* _Document text_:
**********

McHardy's Chicken & Fixin'
10-Piece Fried Chicken to Share — $15.50
A 7th Ward takeout window that's become a New Orleans byword for value. The chicken comes out crackling and cheap — a 10-piece mixed order runs $15.50, a full meal for two with money left for a side. No frills, no seating, often a line out the door; it's purely about the chicken and the price. Cash-friendly.
Li'l Dizzy's Cafe
Two Creole Plate Lunches — about $19
A Treme lunch counter run by the Baquet family, longtime New Orleans Creole restaurateurs. The plate lunches are the move: a two-piece fried chicken plate with a side is $9.50 and a bowl of gumbo $9.75, so two people eat a proper Creole lunch for right around $19. Trout, red beans, and bread pudding round out the comfort-food board.
Liuzza's by the Track
Gumbo & a Shared Po'boy — about $20
A Mid-City corner bar a block from the Fair Grounds, mobbed every Jazz Fest and beloved the rest of the year. Creole gumbo starts at $6.95 a cup, and the famous garlic-buttered BBQ shrimp po'boy is $14.95 — two cups of gumbo plus a shared po'boy lands right around $20. Frosty schooners of beer, zero pretense, lines worth the wait.
Hansen's Sno-Bliz
Two Snoballs — about $10–14 ⭐ James Beard Award
The oldest snoball stand in the world, shaving New Orleans summers since 1939 on the same hand-built ice machine — and a James Beard America's Classics winner. Feather-fine shaved ice under house-made syrups like cream of nectar and satsuma. Two snoballs run about $10–14, the cheapest joy in the city. Seasonal, roughly March through October, and worth the line.
Johnny's Po-Boys
Two Classic Po'boys — about $18–20 💵 Cash Only
The oldest family-owned po'boy shop in New Orleans, dressing French bread in the French Quarter since 1950. The seafood po'boys climb in price, but the ham, cheese, and hot-sausage versions are the budget play — two modest sandwiches keep two people near $20. A tourist-and-local crossover that's stayed honest for 75 years.

**********

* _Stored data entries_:
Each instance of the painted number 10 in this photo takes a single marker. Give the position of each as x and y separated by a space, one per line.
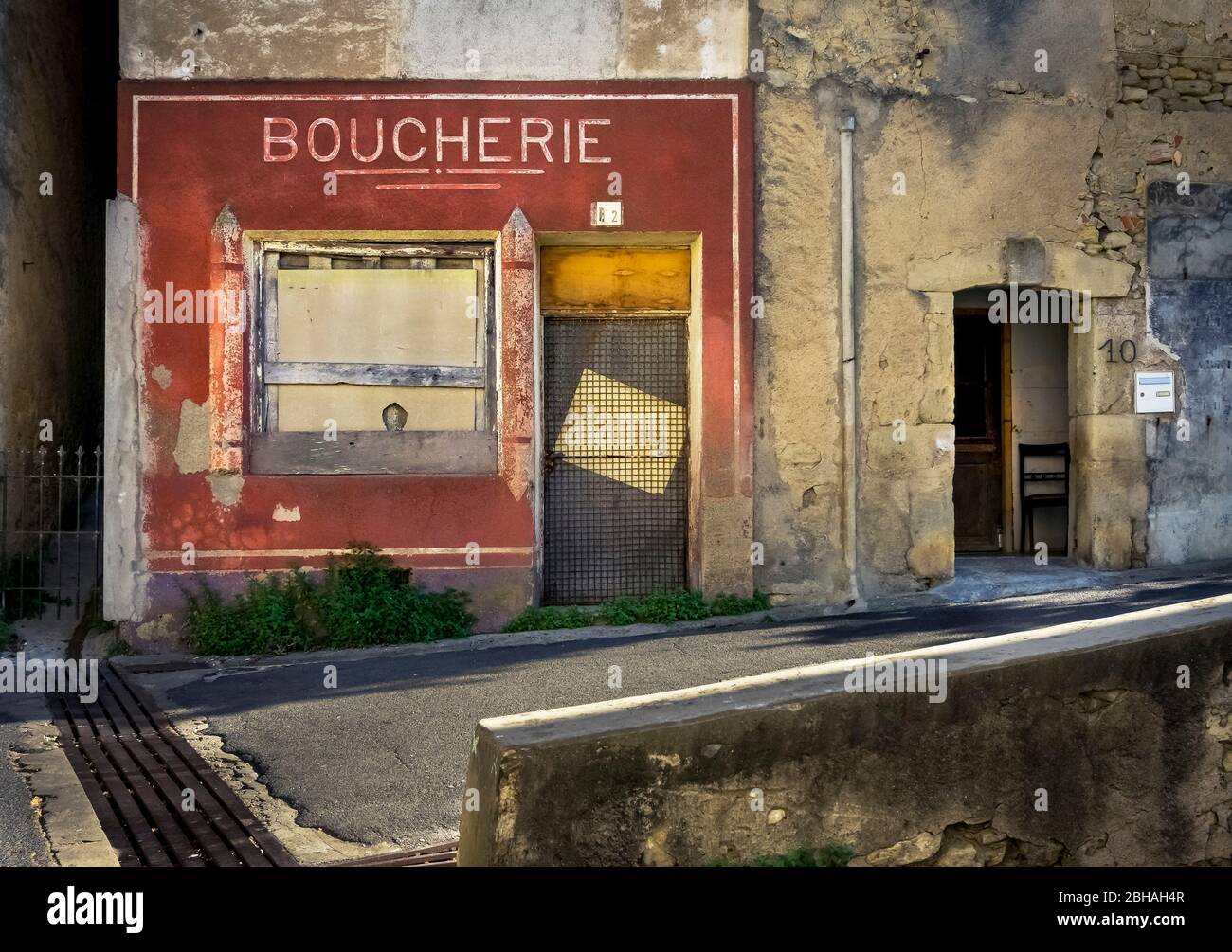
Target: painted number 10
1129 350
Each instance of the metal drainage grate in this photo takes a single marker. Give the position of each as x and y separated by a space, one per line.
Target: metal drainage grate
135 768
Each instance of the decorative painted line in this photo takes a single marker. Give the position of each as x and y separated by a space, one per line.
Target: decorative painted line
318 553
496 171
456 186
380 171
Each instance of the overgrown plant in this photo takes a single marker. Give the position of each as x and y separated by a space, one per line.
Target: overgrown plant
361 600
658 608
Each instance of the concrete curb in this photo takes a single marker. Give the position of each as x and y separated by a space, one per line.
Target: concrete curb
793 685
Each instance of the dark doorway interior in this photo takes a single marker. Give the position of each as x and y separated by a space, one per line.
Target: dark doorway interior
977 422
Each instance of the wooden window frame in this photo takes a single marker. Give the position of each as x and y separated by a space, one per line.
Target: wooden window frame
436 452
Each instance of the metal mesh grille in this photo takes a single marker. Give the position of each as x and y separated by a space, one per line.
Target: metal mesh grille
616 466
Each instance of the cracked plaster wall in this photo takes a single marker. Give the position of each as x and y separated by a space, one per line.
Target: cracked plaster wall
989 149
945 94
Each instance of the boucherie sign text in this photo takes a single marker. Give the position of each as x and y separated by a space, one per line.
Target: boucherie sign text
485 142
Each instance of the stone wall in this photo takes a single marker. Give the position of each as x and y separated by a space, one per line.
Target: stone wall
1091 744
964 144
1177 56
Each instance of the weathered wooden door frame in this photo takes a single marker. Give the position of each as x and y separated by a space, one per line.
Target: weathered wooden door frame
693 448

**********

* _Problems to solve_:
A - Answer each question from the restaurant guide.
(i) Since what year has Hansen's Sno-Bliz been shaving ice?
(ii) Which family runs Li'l Dizzy's Cafe?
(iii) What does the garlic-buttered BBQ shrimp po'boy at Liuzza's by the Track cost?
B - Duplicate the restaurant guide from "Li'l Dizzy's Cafe" up to and including "the comfort-food board.".
These lines have no connection to the restaurant guide.

* _Answer section_:
A -
(i) 1939
(ii) The Baquet family
(iii) $14.95

B -
Li'l Dizzy's Cafe
Two Creole Plate Lunches — about $19
A Treme lunch counter run by the Baquet family, longtime New Orleans Creole restaurateurs. The plate lunches are the move: a two-piece fried chicken plate with a side is $9.50 and a bowl of gumbo $9.75, so two people eat a proper Creole lunch for right around $19. Trout, red beans, and bread pudding round out the comfort-food board.